统计学基础

Varianece 方差

运算法则 \[ Var(aX+bY)=a^2Var(X)+b^2Var(Y)+2abCov(X,Y) \]

\[ \operatorname{Var}(Y)=\operatorname{Var}(a X+b)=a^{2} \operatorname{Var}(X) \]

Corvariance 协方差

对于两个随机变量 \(X_1,X_2\) \[ \operatorname{Cov}\left(X_{1}, X_{2}\right)=E\left(\left(X_{1}-\mu_{1}\right)\left(X_{2}-\mu_{2}\right)\right) \] 另一个等价的公式 \[ \operatorname{Cov}\left(X_{1}, X_{2}\right)=E\left(X_{1} X_{2}\right)-\mu_{1} \mu_{2} \] 若两个随机变量 \(X_1, X_2\) 是独立的 \[ \operatorname{Cov}\left(X_{1}, X_{2}\right)=0 \] 有一个数据集的两个参数 \((x_i, y_i)\) 是所有的数据,我们想要知道这两个参数是否有关系 \[ Cov(x,y)= \frac{\sum_{i=1}^n (x-\bar{x})(y-\bar{y})}{n-1} \] 如果 \(Cov(x,y) > 0\) 正相关

\(Cov(x,y) < 0\) 负相关

1
cov(dataset) 

\[ \operatorname{cov}(\text { LAOZOne\_small })=\frac{1}{n-1}\left(\begin{array}{ll} s_{\text {ozone,ozone }}^{2} & s_{\text {ozone,temp }}^{2} \\ s_{\text {ozone,temp }}^{2} & s_{\text {temp,temp }}^{2} \end{array}\right)=\frac{1}{n-1}\left(\begin{array}{ll} s_{y y}^{2} & s_{x y}^{2} \\ s_{x y}^{2} & s_{x x}^{2} \end{array}\right) \]

Correlation

r是

\(r^2\) 代表,可以解释多少的数据 \[ r^{2}=\frac{s_{x y}^{4}}{s_{x x}^{2} s_{y y}^{2}}=\frac{\frac{1}{n-1} s_{x y}^{2} \cdot \frac{1}{n-1} s_{x y}^{2}}{\frac{1}{n-1} s_{x x}^{2} \cdot \frac{1}{n-1} s_{y y}^{2}} \]

假设检验

\(H_0\) 是 Null Hypotheses, 是不依赖于数据的一个假设。比如 A 和 B 是没有不同的

我们只能拒绝假设或者未能拒绝假设

p-value

p-value 是一个在 0 到 1 之间的值,它帮助我们确定两个东西是否不同

比如我们要检验 A 和 B 是否不同,小的 p-value = 0.02 表示我们有很大的信心肯定它是不同的。

大的p-value表示我们不太确定。

p-value可以在假设检验中,帮助我们拒绝零假设

计算p-value

一个p- value由3部分相加组成

  • 发生这个事件的可能性
  • 发生同等稀有的事件的可能性
  • 发生更稀有的事件的可能性

T-test

\[ H_{0}: \beta_{1}=0 \text{ vs } H_{A}: \beta_{1} \neq 0 \]

计算 \[ T=\frac{b_{1}}{s / s_{x x}} \sim t_{n-2} \] 已知 \(\alpha=0.05\) 是significance level , 找到这个 \(t_{n-2,1-\alpha / 2}\) 值,然后判断 \[ |T|>t_{n-2,1-\alpha / 2} \] 成立时拒绝 \(H_0\)

已知信息 –
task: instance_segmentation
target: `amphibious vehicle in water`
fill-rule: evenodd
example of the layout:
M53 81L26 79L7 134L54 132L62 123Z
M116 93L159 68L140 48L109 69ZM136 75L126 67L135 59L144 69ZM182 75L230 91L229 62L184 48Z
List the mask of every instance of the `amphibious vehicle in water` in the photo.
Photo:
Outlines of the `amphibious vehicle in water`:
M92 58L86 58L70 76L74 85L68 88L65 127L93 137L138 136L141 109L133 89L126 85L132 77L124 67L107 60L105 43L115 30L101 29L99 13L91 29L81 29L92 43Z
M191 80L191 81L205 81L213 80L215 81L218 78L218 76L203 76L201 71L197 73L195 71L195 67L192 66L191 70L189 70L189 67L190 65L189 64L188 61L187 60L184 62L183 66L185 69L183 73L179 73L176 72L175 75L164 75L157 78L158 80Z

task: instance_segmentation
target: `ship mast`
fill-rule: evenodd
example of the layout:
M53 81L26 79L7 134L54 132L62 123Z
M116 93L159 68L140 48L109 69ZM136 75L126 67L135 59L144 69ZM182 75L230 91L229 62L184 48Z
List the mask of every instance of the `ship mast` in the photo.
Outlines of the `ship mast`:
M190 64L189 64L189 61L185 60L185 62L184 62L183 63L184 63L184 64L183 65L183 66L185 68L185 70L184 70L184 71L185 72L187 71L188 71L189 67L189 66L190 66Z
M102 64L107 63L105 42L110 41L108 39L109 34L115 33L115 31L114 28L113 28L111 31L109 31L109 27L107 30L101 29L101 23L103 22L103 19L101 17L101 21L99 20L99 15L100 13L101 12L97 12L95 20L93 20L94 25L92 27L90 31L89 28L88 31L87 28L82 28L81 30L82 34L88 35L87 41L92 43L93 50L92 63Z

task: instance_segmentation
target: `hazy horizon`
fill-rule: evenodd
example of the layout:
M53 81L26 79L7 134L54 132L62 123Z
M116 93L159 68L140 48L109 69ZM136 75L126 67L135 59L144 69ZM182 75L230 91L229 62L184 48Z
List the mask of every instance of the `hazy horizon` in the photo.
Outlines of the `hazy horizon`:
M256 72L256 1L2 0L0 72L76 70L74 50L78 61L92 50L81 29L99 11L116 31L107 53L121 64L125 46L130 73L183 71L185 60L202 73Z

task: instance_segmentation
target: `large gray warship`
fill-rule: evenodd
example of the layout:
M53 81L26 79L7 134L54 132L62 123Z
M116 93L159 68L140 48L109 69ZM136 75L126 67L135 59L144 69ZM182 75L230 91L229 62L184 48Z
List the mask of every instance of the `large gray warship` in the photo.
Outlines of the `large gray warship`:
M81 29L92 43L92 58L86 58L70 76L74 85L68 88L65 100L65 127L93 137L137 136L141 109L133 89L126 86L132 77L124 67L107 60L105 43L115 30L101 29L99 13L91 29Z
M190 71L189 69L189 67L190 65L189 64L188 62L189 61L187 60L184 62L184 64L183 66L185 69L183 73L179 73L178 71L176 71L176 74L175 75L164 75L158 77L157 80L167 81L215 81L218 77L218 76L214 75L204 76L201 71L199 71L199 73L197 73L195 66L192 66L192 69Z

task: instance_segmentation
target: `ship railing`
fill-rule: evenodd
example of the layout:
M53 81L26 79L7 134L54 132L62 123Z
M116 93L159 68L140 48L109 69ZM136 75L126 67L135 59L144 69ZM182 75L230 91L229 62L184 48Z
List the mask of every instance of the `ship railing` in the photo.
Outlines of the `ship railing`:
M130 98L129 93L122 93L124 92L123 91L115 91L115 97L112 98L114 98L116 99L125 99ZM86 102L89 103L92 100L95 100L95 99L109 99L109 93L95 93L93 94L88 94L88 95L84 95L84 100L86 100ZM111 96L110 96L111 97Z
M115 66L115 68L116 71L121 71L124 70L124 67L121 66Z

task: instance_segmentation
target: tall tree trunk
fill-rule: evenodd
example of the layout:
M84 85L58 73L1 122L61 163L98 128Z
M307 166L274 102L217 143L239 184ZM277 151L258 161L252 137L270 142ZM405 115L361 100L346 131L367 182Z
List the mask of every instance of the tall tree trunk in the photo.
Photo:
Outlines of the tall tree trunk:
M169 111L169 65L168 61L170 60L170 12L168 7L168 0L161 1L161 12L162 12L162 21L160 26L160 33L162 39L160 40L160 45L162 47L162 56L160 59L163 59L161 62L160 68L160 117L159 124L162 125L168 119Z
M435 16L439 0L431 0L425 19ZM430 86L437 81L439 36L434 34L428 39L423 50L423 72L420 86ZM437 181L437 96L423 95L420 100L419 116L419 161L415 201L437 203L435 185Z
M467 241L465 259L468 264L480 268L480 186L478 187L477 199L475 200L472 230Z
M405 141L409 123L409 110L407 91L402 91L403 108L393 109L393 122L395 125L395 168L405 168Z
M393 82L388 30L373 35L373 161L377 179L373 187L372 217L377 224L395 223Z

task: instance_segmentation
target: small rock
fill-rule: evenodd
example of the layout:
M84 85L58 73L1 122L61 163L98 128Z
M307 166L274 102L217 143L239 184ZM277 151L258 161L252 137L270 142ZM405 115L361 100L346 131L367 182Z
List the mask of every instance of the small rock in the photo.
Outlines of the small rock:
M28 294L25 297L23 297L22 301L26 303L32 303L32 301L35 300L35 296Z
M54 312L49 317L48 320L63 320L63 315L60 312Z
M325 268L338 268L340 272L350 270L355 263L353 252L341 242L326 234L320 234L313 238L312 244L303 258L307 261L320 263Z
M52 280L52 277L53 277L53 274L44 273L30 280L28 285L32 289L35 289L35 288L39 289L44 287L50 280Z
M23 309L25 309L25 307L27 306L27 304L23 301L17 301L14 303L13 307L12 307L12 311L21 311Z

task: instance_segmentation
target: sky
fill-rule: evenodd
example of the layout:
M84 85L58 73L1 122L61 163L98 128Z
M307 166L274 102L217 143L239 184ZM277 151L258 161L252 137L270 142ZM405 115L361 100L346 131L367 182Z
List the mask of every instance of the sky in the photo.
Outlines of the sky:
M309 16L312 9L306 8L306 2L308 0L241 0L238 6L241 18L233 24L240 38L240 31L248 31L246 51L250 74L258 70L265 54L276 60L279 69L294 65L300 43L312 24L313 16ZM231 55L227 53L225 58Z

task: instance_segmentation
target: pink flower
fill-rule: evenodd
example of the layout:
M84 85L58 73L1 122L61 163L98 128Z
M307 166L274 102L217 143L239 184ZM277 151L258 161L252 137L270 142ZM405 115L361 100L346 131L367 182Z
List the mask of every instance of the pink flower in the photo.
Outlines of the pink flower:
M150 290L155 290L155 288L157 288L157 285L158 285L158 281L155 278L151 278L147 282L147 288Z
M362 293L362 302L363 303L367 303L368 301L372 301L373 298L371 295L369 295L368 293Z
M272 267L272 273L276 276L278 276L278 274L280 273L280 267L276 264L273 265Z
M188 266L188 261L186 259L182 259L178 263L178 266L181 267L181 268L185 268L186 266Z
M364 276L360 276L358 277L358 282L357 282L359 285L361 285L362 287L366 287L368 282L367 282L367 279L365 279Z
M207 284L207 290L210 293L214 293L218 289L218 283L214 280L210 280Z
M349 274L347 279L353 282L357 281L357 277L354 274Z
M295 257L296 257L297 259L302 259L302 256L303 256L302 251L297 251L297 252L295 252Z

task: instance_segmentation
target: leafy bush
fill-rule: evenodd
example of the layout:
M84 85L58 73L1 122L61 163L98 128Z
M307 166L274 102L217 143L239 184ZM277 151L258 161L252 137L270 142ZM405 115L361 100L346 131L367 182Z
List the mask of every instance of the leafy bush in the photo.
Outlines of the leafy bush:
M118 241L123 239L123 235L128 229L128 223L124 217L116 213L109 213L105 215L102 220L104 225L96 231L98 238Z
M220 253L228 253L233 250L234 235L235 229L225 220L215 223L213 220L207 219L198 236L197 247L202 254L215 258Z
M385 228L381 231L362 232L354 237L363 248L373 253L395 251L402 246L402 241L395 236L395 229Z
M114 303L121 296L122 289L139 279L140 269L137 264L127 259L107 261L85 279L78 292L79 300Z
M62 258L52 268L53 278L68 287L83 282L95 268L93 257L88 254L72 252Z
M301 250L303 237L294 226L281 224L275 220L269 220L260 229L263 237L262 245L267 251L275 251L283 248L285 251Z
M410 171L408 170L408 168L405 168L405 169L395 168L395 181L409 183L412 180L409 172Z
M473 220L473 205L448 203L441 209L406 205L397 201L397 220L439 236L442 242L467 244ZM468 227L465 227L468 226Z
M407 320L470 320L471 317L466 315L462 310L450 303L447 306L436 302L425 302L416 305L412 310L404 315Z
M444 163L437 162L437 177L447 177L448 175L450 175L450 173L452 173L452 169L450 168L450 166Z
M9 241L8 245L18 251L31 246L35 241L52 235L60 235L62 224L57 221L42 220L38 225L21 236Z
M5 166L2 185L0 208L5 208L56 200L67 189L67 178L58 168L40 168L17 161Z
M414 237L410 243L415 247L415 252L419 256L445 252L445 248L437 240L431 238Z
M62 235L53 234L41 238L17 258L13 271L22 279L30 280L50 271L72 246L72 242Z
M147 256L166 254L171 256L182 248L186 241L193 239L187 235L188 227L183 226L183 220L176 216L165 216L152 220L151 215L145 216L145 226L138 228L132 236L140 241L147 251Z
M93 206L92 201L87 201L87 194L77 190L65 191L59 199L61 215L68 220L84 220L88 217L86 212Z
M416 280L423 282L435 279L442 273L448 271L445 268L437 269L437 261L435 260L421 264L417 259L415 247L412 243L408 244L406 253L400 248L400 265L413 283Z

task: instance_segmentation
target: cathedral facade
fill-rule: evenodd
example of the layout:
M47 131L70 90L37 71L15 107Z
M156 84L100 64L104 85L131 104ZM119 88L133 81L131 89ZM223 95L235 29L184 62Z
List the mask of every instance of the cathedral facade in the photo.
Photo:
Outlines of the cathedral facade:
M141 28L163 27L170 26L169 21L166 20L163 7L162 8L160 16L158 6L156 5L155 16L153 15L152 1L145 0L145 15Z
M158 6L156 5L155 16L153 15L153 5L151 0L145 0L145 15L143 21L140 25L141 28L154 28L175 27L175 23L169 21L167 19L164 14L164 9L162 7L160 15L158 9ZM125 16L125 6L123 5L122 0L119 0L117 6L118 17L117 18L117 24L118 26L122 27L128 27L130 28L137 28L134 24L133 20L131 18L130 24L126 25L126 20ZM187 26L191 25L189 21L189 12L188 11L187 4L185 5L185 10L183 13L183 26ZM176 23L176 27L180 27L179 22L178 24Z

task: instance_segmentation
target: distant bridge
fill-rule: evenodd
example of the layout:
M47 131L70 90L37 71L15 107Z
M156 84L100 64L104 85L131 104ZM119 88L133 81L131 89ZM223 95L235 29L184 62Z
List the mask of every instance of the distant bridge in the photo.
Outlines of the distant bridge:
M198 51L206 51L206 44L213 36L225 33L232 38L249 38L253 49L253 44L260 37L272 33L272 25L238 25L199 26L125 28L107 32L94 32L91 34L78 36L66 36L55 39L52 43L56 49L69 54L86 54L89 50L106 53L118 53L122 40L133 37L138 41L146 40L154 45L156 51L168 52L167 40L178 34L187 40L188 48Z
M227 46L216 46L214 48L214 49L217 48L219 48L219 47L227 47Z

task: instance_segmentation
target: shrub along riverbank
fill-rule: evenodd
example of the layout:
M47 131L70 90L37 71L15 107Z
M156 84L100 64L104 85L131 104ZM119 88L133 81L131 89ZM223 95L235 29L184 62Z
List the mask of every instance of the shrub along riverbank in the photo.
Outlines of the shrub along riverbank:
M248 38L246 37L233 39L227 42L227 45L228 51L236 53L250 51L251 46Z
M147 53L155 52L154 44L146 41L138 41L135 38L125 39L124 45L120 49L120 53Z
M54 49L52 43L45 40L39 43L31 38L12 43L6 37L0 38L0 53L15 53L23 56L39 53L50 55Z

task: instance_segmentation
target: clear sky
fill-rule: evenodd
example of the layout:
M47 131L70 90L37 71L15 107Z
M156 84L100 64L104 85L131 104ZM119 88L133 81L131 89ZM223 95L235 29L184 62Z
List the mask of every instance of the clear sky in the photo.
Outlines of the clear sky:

书面任务 –
A. 返回上面所有包含字符串“large”的行。
B. 从统计学笔记的末尾接着往下写完下一部分。
统计学笔记与上面这些行之间没有任何关联。

依次作答 –
A.
target: `large gray warship`
List the mask of every instance of the `large gray warship` in the photo.
Outlines of the `large gray warship`:

B.
R语言查看t分布

1
qt(0.995, 328)  # n=330

回归分析

Simple Regression

这是直线的定义

\[ y=\beta_{0}+\beta_{1} x \]

Least squares

对于一个数据集 \(x_i,y_i\), least square 选择 \(b_0,b_1\) 使得

\[ \sum_{i=1}^{n}\left(y_{i}-\hat{y}_{i}\right)^{2} \]

最小, 其中 \(\hat{y}_{i}=b_{0}+b_{1} x_{i}\)

求导后解得

\[ b_{1}=\frac{\sum_{i=1}^{n}\left(x_{i}-\bar{x}\right)\left(y_{i}-\bar{y}\right)}{\sum_{i=1}^{n}\left(x_{i}-\bar{x}\right)^{2}} \]

\[ b_{0}=\bar{y}-b_{1} \bar{x} \]

其中\(\bar{x}=\frac{1}{n} \sum_{i=1}^{n} x_{i}\) 是样本平均值

推导 \(b_1\)

公式

\[ s_{x x}^{2}=\sum_{i=1}^{n}\left(x_{i}-\bar{x}\right)^{2} \]

R语言线性模型

1
2
3
model = lm(yval ~ xval, data = datasetvar)
summary(model)

Multiple Regression

1
2
3
4
5
6
7
model = lm(yval ~ x1val + x2val, data = datasetvar)
summary(model)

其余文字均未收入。